Reproduce the lines from the line with "of the potted" up to and including the line with "[[276, 477]]", requests included, and give only those lines. Scale every x and y coordinate in the answers by 0.6, rounding each result to a whole number with halves rounded up.

Begin EXTRACTED INFORMATION

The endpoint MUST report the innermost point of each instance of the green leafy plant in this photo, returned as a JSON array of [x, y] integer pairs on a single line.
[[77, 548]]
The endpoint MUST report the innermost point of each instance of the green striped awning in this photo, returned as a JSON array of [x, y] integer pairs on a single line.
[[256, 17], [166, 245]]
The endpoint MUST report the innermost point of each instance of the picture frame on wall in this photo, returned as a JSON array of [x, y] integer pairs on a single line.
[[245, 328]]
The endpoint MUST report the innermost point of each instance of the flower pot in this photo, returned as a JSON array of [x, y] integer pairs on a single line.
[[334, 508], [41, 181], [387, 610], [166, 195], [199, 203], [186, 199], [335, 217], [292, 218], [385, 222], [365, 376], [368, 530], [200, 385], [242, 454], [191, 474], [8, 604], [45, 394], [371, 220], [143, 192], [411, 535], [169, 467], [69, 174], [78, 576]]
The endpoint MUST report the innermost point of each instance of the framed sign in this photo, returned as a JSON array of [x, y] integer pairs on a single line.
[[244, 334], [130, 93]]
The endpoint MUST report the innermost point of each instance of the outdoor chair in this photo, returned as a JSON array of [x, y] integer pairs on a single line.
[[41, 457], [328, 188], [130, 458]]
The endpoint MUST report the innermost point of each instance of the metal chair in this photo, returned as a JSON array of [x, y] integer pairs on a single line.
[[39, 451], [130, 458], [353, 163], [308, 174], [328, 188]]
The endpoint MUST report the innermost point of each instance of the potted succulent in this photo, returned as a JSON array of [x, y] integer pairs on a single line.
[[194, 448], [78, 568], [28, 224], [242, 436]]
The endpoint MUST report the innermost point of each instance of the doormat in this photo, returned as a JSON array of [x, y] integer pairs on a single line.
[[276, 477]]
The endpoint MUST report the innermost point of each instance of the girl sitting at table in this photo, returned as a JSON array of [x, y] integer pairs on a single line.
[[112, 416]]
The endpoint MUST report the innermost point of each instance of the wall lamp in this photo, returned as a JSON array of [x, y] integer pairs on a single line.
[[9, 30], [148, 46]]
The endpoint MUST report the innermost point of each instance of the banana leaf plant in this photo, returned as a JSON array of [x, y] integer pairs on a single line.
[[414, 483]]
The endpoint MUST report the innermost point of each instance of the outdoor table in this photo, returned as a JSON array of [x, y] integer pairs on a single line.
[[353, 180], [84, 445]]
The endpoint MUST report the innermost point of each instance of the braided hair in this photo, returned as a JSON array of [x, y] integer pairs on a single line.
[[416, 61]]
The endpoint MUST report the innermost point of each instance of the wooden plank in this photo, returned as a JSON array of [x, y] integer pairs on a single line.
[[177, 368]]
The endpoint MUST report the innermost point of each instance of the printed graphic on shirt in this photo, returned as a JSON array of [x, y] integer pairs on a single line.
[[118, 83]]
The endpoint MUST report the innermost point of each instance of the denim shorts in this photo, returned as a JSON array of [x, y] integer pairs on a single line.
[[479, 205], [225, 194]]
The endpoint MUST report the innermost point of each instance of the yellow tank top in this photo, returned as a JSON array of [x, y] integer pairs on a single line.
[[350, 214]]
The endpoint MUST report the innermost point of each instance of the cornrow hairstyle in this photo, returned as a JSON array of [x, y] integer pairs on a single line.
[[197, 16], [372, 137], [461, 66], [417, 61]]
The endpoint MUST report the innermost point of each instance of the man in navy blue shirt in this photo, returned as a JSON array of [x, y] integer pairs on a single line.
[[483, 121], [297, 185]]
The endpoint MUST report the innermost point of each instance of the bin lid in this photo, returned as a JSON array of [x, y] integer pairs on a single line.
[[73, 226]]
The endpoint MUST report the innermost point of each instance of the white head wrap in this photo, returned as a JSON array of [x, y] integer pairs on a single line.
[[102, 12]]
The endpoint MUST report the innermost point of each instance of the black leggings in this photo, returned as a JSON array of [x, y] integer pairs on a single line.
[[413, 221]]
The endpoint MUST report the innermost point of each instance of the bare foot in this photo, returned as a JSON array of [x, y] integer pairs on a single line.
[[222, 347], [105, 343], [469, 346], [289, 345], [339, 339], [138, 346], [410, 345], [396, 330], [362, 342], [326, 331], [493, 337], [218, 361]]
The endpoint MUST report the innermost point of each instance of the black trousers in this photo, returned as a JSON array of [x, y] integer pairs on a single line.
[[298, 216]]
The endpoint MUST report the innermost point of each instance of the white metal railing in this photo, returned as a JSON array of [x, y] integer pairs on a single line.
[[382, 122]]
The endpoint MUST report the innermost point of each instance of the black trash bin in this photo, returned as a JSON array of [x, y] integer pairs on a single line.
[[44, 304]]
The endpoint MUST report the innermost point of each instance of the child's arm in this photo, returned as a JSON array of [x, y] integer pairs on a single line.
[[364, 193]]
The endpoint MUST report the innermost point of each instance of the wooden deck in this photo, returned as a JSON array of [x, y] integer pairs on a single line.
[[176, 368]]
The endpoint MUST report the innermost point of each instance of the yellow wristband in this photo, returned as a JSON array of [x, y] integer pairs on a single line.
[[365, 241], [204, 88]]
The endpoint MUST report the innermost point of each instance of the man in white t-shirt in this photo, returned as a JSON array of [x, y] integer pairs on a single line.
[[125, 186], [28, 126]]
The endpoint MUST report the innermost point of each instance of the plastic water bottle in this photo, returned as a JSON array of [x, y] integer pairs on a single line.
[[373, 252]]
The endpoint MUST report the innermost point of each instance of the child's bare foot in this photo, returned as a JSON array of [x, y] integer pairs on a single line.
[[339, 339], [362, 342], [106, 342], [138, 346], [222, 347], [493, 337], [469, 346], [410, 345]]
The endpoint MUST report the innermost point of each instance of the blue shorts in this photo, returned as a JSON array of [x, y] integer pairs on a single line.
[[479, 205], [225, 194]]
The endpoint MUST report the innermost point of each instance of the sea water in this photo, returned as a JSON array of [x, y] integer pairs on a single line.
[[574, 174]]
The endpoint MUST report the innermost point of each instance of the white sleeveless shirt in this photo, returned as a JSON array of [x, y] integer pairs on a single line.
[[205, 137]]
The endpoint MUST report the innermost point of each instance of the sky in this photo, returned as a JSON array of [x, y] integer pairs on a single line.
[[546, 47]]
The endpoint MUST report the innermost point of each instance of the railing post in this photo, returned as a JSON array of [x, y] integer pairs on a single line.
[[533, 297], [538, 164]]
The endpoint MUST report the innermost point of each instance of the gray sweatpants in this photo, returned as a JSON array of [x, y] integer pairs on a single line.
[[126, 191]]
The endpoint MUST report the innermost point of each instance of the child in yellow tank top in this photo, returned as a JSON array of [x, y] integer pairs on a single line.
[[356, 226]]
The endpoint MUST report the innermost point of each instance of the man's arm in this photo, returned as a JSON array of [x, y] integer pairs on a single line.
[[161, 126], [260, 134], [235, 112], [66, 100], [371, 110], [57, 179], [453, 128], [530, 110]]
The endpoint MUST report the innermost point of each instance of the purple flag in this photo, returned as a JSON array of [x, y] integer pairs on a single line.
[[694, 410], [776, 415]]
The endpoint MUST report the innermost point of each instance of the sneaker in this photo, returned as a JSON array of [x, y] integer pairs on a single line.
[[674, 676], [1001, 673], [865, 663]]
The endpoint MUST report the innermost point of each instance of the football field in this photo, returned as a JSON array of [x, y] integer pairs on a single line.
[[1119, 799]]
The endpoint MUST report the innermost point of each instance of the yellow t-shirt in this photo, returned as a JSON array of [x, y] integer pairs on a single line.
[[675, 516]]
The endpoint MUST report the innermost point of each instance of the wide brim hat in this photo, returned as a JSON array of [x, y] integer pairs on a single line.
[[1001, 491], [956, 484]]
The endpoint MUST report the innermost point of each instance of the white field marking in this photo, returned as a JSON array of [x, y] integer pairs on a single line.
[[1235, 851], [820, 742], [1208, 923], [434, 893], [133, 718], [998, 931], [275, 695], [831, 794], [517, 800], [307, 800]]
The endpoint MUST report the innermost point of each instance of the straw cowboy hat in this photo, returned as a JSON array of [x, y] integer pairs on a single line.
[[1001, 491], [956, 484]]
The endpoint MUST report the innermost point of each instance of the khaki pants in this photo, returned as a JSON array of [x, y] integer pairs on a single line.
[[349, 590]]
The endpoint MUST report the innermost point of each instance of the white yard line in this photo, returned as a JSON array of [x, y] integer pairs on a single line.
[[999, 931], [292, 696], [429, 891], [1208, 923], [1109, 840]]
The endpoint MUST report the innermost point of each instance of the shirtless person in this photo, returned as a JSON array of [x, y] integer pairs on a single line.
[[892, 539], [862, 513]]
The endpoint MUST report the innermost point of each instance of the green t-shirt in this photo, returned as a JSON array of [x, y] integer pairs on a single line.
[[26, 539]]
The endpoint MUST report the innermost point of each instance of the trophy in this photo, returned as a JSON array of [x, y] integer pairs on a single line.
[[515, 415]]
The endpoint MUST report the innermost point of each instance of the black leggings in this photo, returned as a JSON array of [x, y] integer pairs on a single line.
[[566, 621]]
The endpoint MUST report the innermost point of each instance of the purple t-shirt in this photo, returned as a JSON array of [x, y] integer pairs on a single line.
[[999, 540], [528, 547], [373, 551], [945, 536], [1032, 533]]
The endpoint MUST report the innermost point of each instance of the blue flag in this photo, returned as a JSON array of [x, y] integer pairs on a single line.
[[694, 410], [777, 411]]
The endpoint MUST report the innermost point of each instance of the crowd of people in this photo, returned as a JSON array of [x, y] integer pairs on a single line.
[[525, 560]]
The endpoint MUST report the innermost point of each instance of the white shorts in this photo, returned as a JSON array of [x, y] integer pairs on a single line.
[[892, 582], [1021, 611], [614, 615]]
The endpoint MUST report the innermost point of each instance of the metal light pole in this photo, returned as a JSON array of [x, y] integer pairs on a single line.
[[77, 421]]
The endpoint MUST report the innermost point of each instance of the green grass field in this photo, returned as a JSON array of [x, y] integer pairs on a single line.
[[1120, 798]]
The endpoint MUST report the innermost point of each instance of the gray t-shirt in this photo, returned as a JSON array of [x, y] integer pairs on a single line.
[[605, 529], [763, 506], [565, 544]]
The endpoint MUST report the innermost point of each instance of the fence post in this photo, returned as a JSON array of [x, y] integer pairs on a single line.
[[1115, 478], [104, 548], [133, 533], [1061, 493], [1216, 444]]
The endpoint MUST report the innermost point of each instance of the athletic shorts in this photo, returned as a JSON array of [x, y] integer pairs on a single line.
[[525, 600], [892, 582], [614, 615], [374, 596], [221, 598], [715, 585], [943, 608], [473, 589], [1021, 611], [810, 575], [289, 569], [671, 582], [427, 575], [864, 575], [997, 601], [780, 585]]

End EXTRACTED INFORMATION

COMPLETE ANSWER:
The endpoint MUST report the innermost point of each instance of the potted succulent in this photo, returned as a JSON array of [x, y] integer pairs on a single line.
[[116, 269], [47, 341], [17, 134], [145, 262]]
The endpoint MUST report the innermost point of each instance of the doormat in this photo, returned as a JSON array of [x, y] integer pairs on a single line.
[[166, 286]]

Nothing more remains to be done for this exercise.